= Exercise instructions =
Pull out the entire foreign policy article below, word for word, from its title to its final sentence.

= Supplied passage =

Finding the Balance in Foreign Policy

Sunday, May 10th, 2009

Since World War I, the U.S. has generally accepted a foreign policy of military involvement overseas. It almost seems as though we believe things would completely fall apart were we not to be militarily present around the world. However much we may accept these ideas, they do not represent the foreign policy of a free, sovereign, and leading nation.

It was the Treaty of Versailles that played a major part in the popularity and rise of Adolph Hitler in Germany. For starters, the U.S.’s national security was not threatened during WWI, yet we still felt the urge to get involved in the mess in Europe. The Treaty of Versailles was essentially created by all major countries involved with WWI, except Germany, in an effort to promote peace in Europe. The U.S. took a large role, as well as France and Britain, in creating and finalizing the Treaty.

In short, the Versailles Treaty brought enormous pressure and devastation upon Germany; forcing the country to reduce its army size, give up land, and pay for many of the rebuilding efforts in Europe. This is not to downplay Germany’s role in the war, but the Treaty did not give the German people a warm and fuzzy feeling about the outside countries dictating the rules to Germany. Adolph Hitler took advantage of the anger and resentment felt by Germans by uniting the country, partly by downplaying and attacking the outlines of the Versailles Treaty and the people behind it. Hitler came to power in 1933.

= Supplied data =
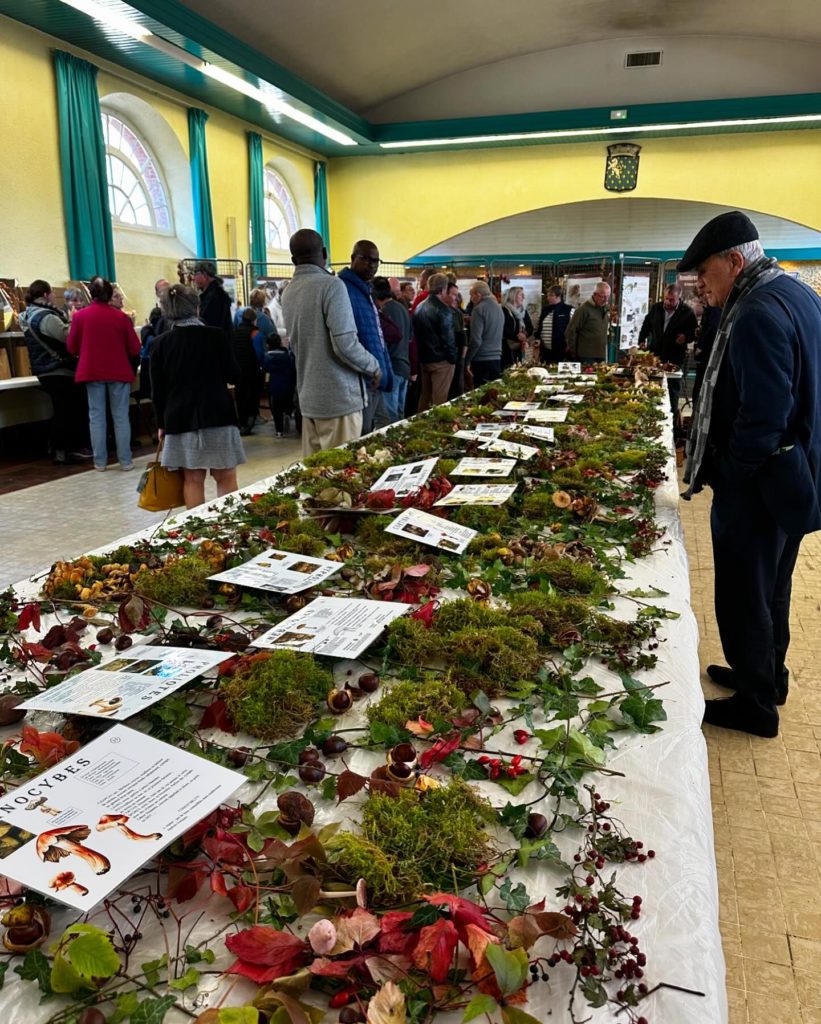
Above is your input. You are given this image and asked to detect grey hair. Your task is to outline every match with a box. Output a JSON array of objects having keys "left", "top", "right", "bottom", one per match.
[
  {"left": 716, "top": 239, "right": 764, "bottom": 263},
  {"left": 160, "top": 285, "right": 200, "bottom": 324}
]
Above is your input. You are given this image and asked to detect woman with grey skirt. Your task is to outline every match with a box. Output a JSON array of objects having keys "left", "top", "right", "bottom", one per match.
[{"left": 152, "top": 285, "right": 246, "bottom": 509}]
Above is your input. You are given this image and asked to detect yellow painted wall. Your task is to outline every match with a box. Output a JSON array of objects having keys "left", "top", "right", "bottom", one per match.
[
  {"left": 0, "top": 17, "right": 313, "bottom": 325},
  {"left": 328, "top": 130, "right": 821, "bottom": 261}
]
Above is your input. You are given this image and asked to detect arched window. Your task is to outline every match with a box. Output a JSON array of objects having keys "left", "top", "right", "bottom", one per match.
[
  {"left": 265, "top": 167, "right": 298, "bottom": 252},
  {"left": 102, "top": 111, "right": 172, "bottom": 233}
]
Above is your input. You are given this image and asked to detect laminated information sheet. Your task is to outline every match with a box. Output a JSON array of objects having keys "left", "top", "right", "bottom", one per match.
[
  {"left": 371, "top": 459, "right": 436, "bottom": 498},
  {"left": 209, "top": 548, "right": 342, "bottom": 594},
  {"left": 0, "top": 725, "right": 246, "bottom": 910},
  {"left": 434, "top": 483, "right": 516, "bottom": 508},
  {"left": 450, "top": 459, "right": 516, "bottom": 476},
  {"left": 20, "top": 644, "right": 231, "bottom": 721},
  {"left": 385, "top": 509, "right": 476, "bottom": 555},
  {"left": 253, "top": 597, "right": 411, "bottom": 657}
]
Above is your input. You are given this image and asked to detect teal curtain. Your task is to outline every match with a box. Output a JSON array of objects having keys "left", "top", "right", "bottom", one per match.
[
  {"left": 248, "top": 131, "right": 268, "bottom": 263},
  {"left": 313, "top": 163, "right": 331, "bottom": 253},
  {"left": 188, "top": 108, "right": 217, "bottom": 259},
  {"left": 54, "top": 50, "right": 117, "bottom": 281}
]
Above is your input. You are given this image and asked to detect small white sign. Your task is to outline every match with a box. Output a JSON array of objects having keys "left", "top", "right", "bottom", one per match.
[
  {"left": 20, "top": 644, "right": 232, "bottom": 721},
  {"left": 253, "top": 597, "right": 411, "bottom": 657},
  {"left": 385, "top": 509, "right": 476, "bottom": 555}
]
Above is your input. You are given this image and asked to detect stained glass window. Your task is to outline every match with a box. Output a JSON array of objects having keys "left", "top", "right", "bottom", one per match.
[
  {"left": 265, "top": 167, "right": 298, "bottom": 252},
  {"left": 102, "top": 112, "right": 171, "bottom": 232}
]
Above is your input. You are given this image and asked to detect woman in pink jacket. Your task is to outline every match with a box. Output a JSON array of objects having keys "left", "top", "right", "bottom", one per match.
[{"left": 66, "top": 278, "right": 140, "bottom": 472}]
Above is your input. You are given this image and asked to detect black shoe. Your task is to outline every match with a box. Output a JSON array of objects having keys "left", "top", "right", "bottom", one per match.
[
  {"left": 706, "top": 665, "right": 789, "bottom": 708},
  {"left": 702, "top": 693, "right": 778, "bottom": 739}
]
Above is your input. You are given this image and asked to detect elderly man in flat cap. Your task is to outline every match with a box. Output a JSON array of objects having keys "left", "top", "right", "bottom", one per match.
[{"left": 679, "top": 211, "right": 821, "bottom": 736}]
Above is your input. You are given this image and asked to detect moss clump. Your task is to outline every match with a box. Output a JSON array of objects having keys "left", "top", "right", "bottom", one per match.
[
  {"left": 368, "top": 673, "right": 467, "bottom": 729},
  {"left": 530, "top": 558, "right": 613, "bottom": 602},
  {"left": 134, "top": 555, "right": 212, "bottom": 608},
  {"left": 501, "top": 590, "right": 591, "bottom": 640},
  {"left": 445, "top": 626, "right": 542, "bottom": 696},
  {"left": 327, "top": 779, "right": 493, "bottom": 907},
  {"left": 220, "top": 650, "right": 334, "bottom": 741}
]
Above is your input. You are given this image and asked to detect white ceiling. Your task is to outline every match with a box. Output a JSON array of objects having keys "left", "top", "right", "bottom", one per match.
[
  {"left": 418, "top": 197, "right": 821, "bottom": 259},
  {"left": 176, "top": 0, "right": 821, "bottom": 121}
]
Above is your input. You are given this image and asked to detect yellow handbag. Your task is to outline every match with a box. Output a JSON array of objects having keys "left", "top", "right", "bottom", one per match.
[{"left": 137, "top": 440, "right": 185, "bottom": 512}]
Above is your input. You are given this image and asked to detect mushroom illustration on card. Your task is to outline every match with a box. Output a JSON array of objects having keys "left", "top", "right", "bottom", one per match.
[
  {"left": 97, "top": 814, "right": 163, "bottom": 842},
  {"left": 48, "top": 871, "right": 88, "bottom": 896},
  {"left": 37, "top": 825, "right": 112, "bottom": 874}
]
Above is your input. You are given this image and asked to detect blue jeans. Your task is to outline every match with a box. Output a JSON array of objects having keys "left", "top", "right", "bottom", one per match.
[
  {"left": 86, "top": 381, "right": 133, "bottom": 467},
  {"left": 374, "top": 373, "right": 407, "bottom": 427}
]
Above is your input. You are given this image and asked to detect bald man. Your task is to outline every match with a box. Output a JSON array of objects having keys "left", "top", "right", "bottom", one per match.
[{"left": 283, "top": 227, "right": 381, "bottom": 456}]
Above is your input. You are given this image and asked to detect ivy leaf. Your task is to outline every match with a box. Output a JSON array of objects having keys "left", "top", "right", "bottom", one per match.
[
  {"left": 131, "top": 995, "right": 177, "bottom": 1024},
  {"left": 618, "top": 693, "right": 667, "bottom": 732},
  {"left": 462, "top": 995, "right": 499, "bottom": 1024},
  {"left": 169, "top": 967, "right": 202, "bottom": 992},
  {"left": 109, "top": 992, "right": 139, "bottom": 1024},
  {"left": 484, "top": 942, "right": 528, "bottom": 995},
  {"left": 66, "top": 929, "right": 120, "bottom": 981},
  {"left": 14, "top": 949, "right": 53, "bottom": 998},
  {"left": 499, "top": 878, "right": 530, "bottom": 913}
]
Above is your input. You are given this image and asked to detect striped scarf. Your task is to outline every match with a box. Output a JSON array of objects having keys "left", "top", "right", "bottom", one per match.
[{"left": 682, "top": 256, "right": 784, "bottom": 502}]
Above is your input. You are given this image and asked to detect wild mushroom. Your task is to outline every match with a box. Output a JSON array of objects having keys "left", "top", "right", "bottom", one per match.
[
  {"left": 318, "top": 879, "right": 368, "bottom": 909},
  {"left": 37, "top": 825, "right": 112, "bottom": 874},
  {"left": 97, "top": 814, "right": 163, "bottom": 841},
  {"left": 48, "top": 871, "right": 88, "bottom": 896}
]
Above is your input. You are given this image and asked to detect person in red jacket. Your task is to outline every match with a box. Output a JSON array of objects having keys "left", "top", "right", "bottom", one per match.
[{"left": 66, "top": 278, "right": 140, "bottom": 472}]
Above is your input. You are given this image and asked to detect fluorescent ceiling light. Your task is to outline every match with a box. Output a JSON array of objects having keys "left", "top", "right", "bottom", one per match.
[
  {"left": 62, "top": 0, "right": 152, "bottom": 40},
  {"left": 379, "top": 114, "right": 821, "bottom": 150},
  {"left": 54, "top": 0, "right": 358, "bottom": 145}
]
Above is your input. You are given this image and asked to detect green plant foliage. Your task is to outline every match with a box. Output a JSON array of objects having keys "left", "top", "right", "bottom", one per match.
[
  {"left": 221, "top": 650, "right": 334, "bottom": 740},
  {"left": 327, "top": 779, "right": 494, "bottom": 906}
]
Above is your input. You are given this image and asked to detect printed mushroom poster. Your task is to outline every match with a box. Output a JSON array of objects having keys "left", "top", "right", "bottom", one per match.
[{"left": 0, "top": 725, "right": 245, "bottom": 910}]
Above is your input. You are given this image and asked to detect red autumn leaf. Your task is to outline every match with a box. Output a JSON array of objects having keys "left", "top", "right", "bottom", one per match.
[
  {"left": 166, "top": 860, "right": 212, "bottom": 903},
  {"left": 17, "top": 601, "right": 40, "bottom": 633},
  {"left": 419, "top": 732, "right": 462, "bottom": 768},
  {"left": 228, "top": 886, "right": 257, "bottom": 913},
  {"left": 414, "top": 918, "right": 459, "bottom": 982},
  {"left": 379, "top": 910, "right": 419, "bottom": 953},
  {"left": 19, "top": 725, "right": 80, "bottom": 768},
  {"left": 337, "top": 768, "right": 368, "bottom": 804},
  {"left": 200, "top": 697, "right": 236, "bottom": 733},
  {"left": 225, "top": 925, "right": 313, "bottom": 985},
  {"left": 409, "top": 601, "right": 436, "bottom": 630}
]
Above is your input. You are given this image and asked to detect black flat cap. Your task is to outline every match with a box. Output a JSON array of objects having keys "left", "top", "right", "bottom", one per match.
[{"left": 676, "top": 210, "right": 759, "bottom": 270}]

= Exercise solution =
Finding the Balance in Foreign Policy

Sunday, May 10th, 2009

Since World War I, the U.S. has generally accepted a foreign policy of military involvement overseas. It almost seems as though we believe things would completely fall apart were we not to be militarily present around the world. However much we may accept these ideas, they do not represent the foreign policy of a free, sovereign, and leading nation.

It was the Treaty of Versailles that played a major part in the popularity and rise of Adolph Hitler in Germany. For starters, the U.S.’s national security was not threatened during WWI, yet we still felt the urge to get involved in the mess in Europe. The Treaty of Versailles was essentially created by all major countries involved with WWI, except Germany, in an effort to promote peace in Europe. The U.S. took a large role, as well as France and Britain, in creating and finalizing the Treaty.

In short, the Versailles Treaty brought enormous pressure and devastation upon Germany; forcing the country to reduce its army size, give up land, and pay for many of the rebuilding efforts in Europe. This is not to downplay Germany’s role in the war, but the Treaty did not give the German people a warm and fuzzy feeling about the outside countries dictating the rules to Germany. Adolph Hitler took advantage of the anger and resentment felt by Germans by uniting the country, partly by downplaying and attacking the outlines of the Versailles Treaty and the people behind it. Hitler came to power in 1933.